Problem requirements —
Rewrite the items below, replacing every "split by a comma" with "separated by a comma" and leaving everything else unchanged. Omit the pictures from your answer.

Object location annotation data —
-=-=-
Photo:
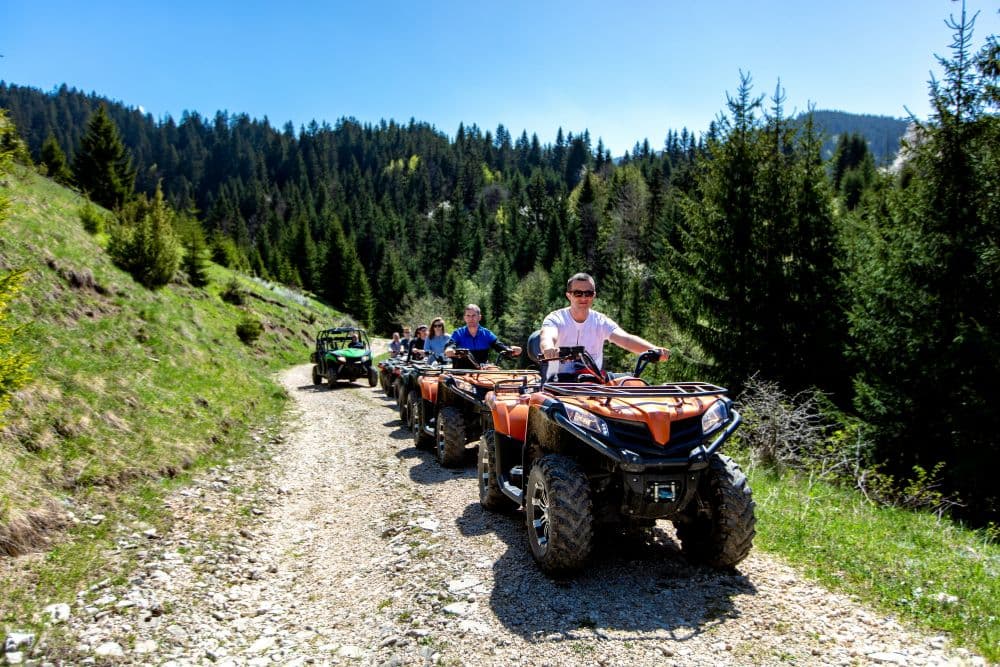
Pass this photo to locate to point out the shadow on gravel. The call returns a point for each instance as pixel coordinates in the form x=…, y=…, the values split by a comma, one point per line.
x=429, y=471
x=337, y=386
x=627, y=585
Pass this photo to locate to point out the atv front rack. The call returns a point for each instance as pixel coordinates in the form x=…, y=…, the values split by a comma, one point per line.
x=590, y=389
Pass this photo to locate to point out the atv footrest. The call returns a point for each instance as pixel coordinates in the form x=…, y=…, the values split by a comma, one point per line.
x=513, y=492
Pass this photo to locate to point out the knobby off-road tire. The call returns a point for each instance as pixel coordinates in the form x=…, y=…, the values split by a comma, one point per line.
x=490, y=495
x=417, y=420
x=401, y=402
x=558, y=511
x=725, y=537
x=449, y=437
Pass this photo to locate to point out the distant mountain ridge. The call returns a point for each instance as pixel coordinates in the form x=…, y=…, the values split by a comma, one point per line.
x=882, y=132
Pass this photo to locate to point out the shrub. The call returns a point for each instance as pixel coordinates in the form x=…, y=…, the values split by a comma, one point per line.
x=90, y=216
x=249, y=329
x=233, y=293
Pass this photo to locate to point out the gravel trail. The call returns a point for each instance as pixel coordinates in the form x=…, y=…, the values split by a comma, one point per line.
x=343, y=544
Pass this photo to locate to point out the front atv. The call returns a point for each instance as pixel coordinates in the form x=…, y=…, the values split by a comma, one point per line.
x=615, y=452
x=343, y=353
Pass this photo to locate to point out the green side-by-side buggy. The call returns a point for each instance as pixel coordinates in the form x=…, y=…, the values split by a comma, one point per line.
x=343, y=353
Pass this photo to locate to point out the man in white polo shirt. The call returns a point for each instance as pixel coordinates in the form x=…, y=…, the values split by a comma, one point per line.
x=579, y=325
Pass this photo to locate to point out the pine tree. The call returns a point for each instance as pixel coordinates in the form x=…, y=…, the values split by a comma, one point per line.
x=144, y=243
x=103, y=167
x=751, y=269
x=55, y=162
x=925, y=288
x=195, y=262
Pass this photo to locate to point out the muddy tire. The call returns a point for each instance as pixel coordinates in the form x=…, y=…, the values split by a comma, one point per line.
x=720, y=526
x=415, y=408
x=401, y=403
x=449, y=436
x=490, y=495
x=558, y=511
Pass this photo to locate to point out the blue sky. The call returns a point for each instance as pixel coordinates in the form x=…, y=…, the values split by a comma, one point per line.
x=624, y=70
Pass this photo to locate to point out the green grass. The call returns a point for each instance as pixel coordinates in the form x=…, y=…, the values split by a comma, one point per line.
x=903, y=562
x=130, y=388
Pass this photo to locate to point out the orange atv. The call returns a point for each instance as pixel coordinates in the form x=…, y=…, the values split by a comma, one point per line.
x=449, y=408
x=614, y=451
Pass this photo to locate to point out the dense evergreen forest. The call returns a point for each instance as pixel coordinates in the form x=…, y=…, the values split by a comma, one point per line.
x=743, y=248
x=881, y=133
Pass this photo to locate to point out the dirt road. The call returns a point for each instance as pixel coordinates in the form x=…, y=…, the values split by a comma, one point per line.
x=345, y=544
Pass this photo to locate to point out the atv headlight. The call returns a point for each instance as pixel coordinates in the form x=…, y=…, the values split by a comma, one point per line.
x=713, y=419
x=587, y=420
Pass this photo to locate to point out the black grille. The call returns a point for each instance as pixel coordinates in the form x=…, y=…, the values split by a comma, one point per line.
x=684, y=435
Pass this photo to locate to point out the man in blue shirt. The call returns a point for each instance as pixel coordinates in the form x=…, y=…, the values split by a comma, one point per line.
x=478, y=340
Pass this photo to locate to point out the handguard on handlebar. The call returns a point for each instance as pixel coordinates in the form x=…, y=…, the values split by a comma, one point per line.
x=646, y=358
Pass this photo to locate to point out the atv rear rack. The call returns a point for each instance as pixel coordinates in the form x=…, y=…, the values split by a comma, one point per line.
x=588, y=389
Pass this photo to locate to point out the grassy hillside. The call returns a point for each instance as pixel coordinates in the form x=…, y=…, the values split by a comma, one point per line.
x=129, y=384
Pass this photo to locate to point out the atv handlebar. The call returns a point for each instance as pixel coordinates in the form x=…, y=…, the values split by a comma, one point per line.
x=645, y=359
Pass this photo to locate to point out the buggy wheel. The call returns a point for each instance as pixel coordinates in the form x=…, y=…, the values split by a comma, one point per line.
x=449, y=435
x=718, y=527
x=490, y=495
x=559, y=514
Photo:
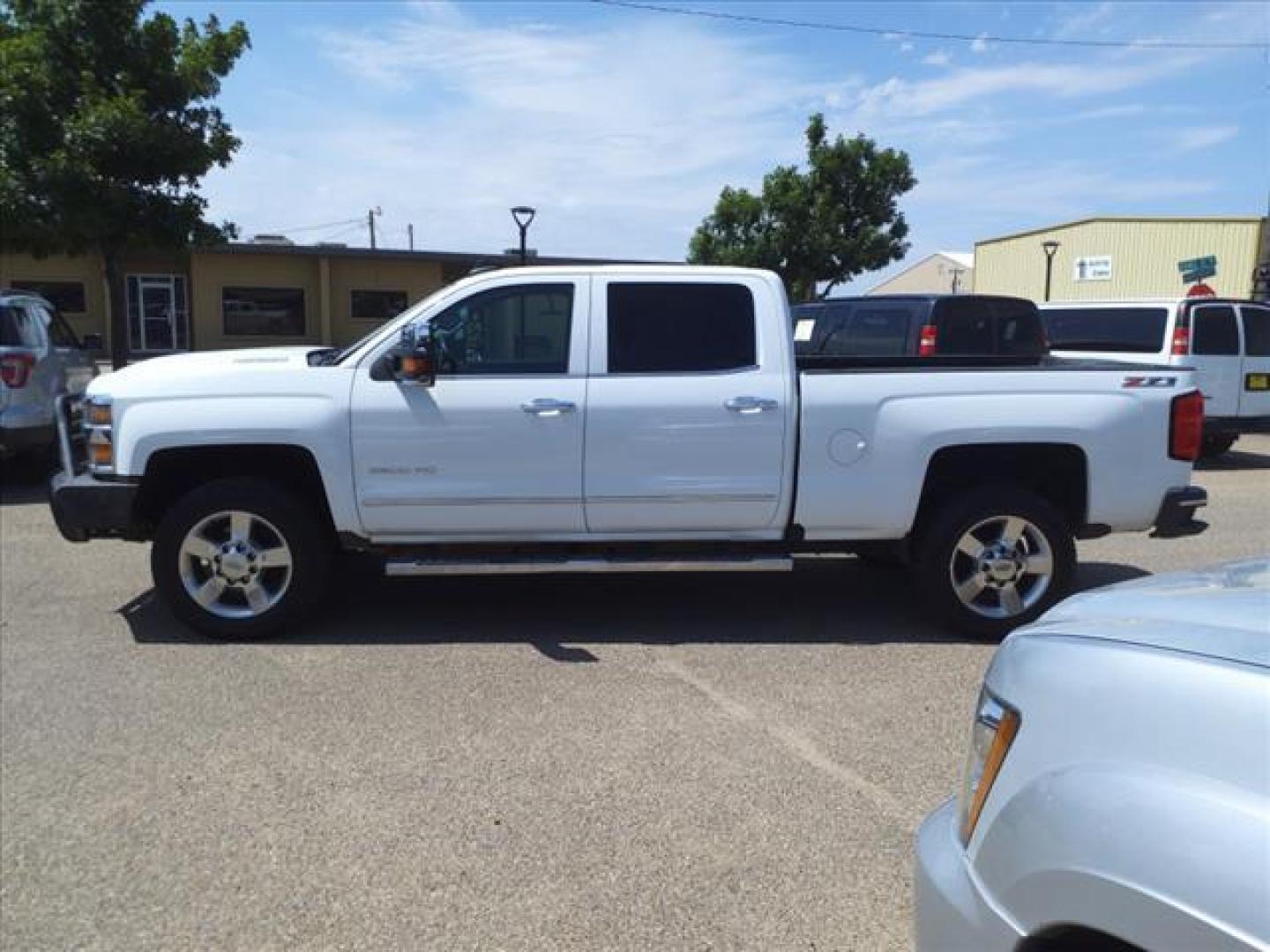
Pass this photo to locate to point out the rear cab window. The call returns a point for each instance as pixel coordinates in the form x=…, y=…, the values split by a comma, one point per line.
-=-=-
Written reply —
Photo:
Pass this photo to locate to point out the shadow on gravel. The call returns a point for each instance as pixel coordinates in the form x=…, y=…, the values separated by a comma, one point per line.
x=429, y=471
x=337, y=386
x=627, y=585
Pass this photo to locate to point out the atv front rack. The call returns a point for each instance as pixel coordinates in the form x=…, y=…, the values separated by a comma, one point per line.
x=590, y=389
Pass this photo to locate to point out the atv footrest. The call returns a point for each instance as pixel coordinates in the form x=…, y=…, the values separated by a comma, one point per line.
x=513, y=492
Pass this photo to locate to point out the knobby off-road tire. The call returns a point for each instance as pixel coordinates in the form x=…, y=…, the values separated by a comma, one point per line.
x=490, y=495
x=417, y=420
x=401, y=402
x=558, y=511
x=725, y=537
x=449, y=437
Pass this photo to locate to point out the distant mountain ridge. The call returns a point for each instance as pixel coordinates in the form x=…, y=…, the values separated by a comma, one point per line.
x=882, y=132
Pass this photo to locate to point out the shrub. The call returns a point for each instance as pixel coordinates in the form x=…, y=…, the values separated by a comma, one point per line.
x=90, y=216
x=249, y=329
x=233, y=293
Pass this photo to locate to point out the gravel trail. The call returns a point for each instance as pixel coordinates in the form x=…, y=…, the values separated by a comma, one point per line.
x=343, y=544
Pass this photo to locate to point out the front atv. The call returns a point for each instance as pixel coordinates in the form x=…, y=…, the values separated by a comma, one point per line.
x=615, y=452
x=343, y=353
Pass this photo to locate to point out the green side-by-side buggy. The call returns a point for each instance as pixel coordinates in the form x=…, y=…, the values separated by a comma, one point per line.
x=343, y=353
Pass this photo to locate to point out the man in white polo shirt. The call returns a point for each instance as pixel coordinates in the form x=…, y=…, the values separated by a comma, one point per line.
x=579, y=325
Pass this photo to locate to point out the pine tree. The call returns a point for each instance as pixel coordinates in the form x=…, y=…, the values separated by a comma, one point per line.
x=144, y=243
x=103, y=167
x=751, y=269
x=55, y=162
x=925, y=288
x=195, y=262
Pass this photo to locate to point out the muddy tire. The call returns a point for each instance as pixel coordinates in the form x=…, y=…, the values separated by a comma, one point per line.
x=720, y=526
x=415, y=408
x=401, y=403
x=449, y=436
x=490, y=495
x=558, y=511
Pass this photo to locate to point out the blue sky. The call returns a point for each instance as pixel coordinates in the form x=…, y=…, the values separated by a comma, one point per line.
x=624, y=70
Pass this photo to locate to point out the green grass. The call returns a point for each instance as pixel coordinates in the form x=…, y=…, the values separated by a comma, one point per line.
x=903, y=562
x=130, y=388
Pass this photo to locate to point out the orange atv. The call returns a point for each instance as pixel coordinates in the form x=…, y=…, the values separated by a comma, one point per line.
x=449, y=408
x=614, y=451
Pass this photo to locate to point out the dense evergreen forest. The call returns a point for each instance as pixel coordinates in the form x=…, y=…, the values separated by a comma, one point per line.
x=743, y=248
x=881, y=133
Pass this photo to locate to point out the dirt road. The call returns a point for each instance as pixel coordinates in the form x=…, y=…, the values separated by a comma, one point per line.
x=345, y=544
Pass this photo to locate to point out the atv headlight. The call returns a point for each instance as pixel coordinates in the form x=…, y=…, the values separated by a comma, one point per line.
x=713, y=419
x=587, y=420
Pass this photo to locate to point out the black grille. The call returns a point for each instance as pixel coordinates in the form x=…, y=…, the values separated by a comma, one point per line.
x=684, y=435
Pass this photo to locate to point out the man in blue shirt. The call returns a point for each instance as pixel coordinates in the form x=…, y=…, the values separated by a comma, one point per line.
x=478, y=340
Pass this photo to locate to point out the handguard on handlebar. The call returns a point for each instance as pixel coordinates in the form x=…, y=…, the values separated by a comma, one point per line.
x=646, y=358
Pass this photo to locate to point out the atv rear rack. The call returns a point for each instance as pixel coordinates in the form x=…, y=…, the values separated by a comma, one point per line.
x=588, y=389
Pass this photo to locate to point out the grassy hillside. The call returns a point for each instance as pixel coordinates in the form x=…, y=…, the values separated by a comma, one point per line.
x=129, y=384
Pass this photo to locate to point out the atv handlebar. The call returns a point for each instance as pixel coordinates in the form x=…, y=…, the values separated by a comma, one point per line.
x=645, y=359
Pass this photo to locate to point out the buggy wheel. The call returns a point for each instance as pixel coordinates in the form x=…, y=…, the values separated by a comma, one point per line.
x=449, y=435
x=718, y=527
x=490, y=495
x=559, y=514
Photo:
Pass this photo to locate to point out the rear cab window. The call returns a point for each instance as pixel coordinates in the form x=…, y=…, the values separated by a comma, one point per line.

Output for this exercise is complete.